- [WHAT THE EXERCISE ASKS]: The output is to match the entries below character for character.

MATERIAL PROVIDED START

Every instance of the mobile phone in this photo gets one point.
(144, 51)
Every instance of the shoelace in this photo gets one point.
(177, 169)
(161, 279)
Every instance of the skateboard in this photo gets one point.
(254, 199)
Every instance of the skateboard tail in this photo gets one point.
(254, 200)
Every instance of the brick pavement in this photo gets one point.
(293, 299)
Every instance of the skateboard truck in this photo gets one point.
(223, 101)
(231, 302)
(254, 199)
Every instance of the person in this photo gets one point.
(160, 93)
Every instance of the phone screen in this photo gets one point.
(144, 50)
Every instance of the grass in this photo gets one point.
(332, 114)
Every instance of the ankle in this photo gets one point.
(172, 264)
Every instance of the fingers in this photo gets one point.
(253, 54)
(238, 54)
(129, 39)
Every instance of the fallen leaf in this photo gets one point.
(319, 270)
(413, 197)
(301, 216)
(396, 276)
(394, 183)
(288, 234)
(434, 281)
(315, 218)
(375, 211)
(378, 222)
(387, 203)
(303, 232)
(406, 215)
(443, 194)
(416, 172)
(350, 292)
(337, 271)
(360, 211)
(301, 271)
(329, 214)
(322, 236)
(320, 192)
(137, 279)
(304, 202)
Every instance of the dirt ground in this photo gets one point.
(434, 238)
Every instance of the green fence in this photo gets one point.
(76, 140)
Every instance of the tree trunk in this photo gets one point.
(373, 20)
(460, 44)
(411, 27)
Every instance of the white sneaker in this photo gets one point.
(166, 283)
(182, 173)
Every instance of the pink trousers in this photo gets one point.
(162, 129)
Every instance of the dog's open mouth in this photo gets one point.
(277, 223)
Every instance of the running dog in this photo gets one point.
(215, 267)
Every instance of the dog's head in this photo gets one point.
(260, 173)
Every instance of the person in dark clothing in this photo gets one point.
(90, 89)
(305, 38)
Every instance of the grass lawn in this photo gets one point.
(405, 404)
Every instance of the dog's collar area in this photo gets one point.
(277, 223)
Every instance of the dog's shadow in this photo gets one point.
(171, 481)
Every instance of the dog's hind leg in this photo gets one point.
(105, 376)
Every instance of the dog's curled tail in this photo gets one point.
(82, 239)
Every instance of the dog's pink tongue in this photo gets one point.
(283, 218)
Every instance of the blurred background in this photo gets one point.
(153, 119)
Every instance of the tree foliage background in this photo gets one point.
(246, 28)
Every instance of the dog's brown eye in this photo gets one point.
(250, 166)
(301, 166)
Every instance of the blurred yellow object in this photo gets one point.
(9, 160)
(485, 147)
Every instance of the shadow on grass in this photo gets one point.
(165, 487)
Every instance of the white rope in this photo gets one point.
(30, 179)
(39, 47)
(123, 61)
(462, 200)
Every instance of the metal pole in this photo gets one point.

MATERIAL PROVIDED END

- [COMPLETED TASK]:
Every instance of the mobile phone in this photo gets one point.
(144, 51)
Every instance of the shoelace in this photo gets one point.
(177, 169)
(161, 279)
Every instance of the skateboard in this photo gets one point.
(254, 199)
Every instance of the skateboard tail in this photo gets one point.
(254, 200)
Every instance of the brick pavement in this photo gets one point.
(293, 299)
Every instance of the skateboard truck in this photo gets one point.
(223, 101)
(231, 302)
(254, 199)
Every instance of the person in this photo gets one point.
(160, 93)
Every instance of the phone screen in this photo gets one point.
(144, 50)
Every instance of the grass in this photo gets one point.
(332, 114)
Every instance of the ankle in this photo gets one point.
(172, 264)
Every instance of the fingers in this photo gets one point.
(253, 54)
(238, 54)
(129, 39)
Every instance of the fallen leaf in this photo gets one point.
(319, 270)
(413, 197)
(301, 216)
(396, 276)
(394, 183)
(288, 234)
(434, 281)
(315, 218)
(375, 211)
(378, 222)
(387, 203)
(303, 232)
(406, 215)
(443, 194)
(416, 172)
(350, 292)
(337, 271)
(360, 211)
(301, 271)
(329, 214)
(322, 236)
(320, 192)
(137, 279)
(304, 202)
Every instance of the dirt ground in this photo gets one point.
(434, 238)
Every instance of the green fence in this photo gets one point.
(76, 140)
Every instance of the tree trunk in this photo gets one point.
(373, 20)
(460, 44)
(411, 27)
Every instance of the white sneaker in this photo gets one point.
(166, 283)
(182, 173)
Every instance of the pink trousers in this photo gets one point.
(162, 129)
Every instance of the dog's open mouth in this photo gets one point.
(277, 223)
Every instance of the running dog in this photo gets one point.
(215, 267)
Every instance of the dog's head in this photo gets one point.
(260, 173)
Every instance of the person in dark clothing in this photo gets one point.
(90, 89)
(305, 38)
Every instance of the grass lawn in this photo gets one point.
(405, 404)
Every instance of the dog's collar area in this photo gets one point.
(277, 223)
Every instance of the dog's shadow in this photo gets one point.
(171, 481)
Every instance of the dog's hind leg in this photo gets one point.
(105, 376)
Every instance of the dog's curled tail in this photo gets one point.
(82, 239)
Every instance of the dog's pink tongue in this photo gets one point.
(283, 218)
Every instance of the blurred background in this photo gets one point.
(153, 119)
Every instance of the tree foliage background in this photo gets one point.
(246, 28)
Every instance of the dog's brown eye in this photo gets one point.
(250, 166)
(301, 166)
Every instance of the blurred yellow object in this photo gets one point.
(9, 160)
(485, 147)
Every instance of the shadow on grass in this photo gets one point.
(165, 487)
Every instance of the white rope in this photo gets one point.
(30, 179)
(39, 47)
(123, 61)
(462, 200)
Every instance of the metal pole in this photo gets one point.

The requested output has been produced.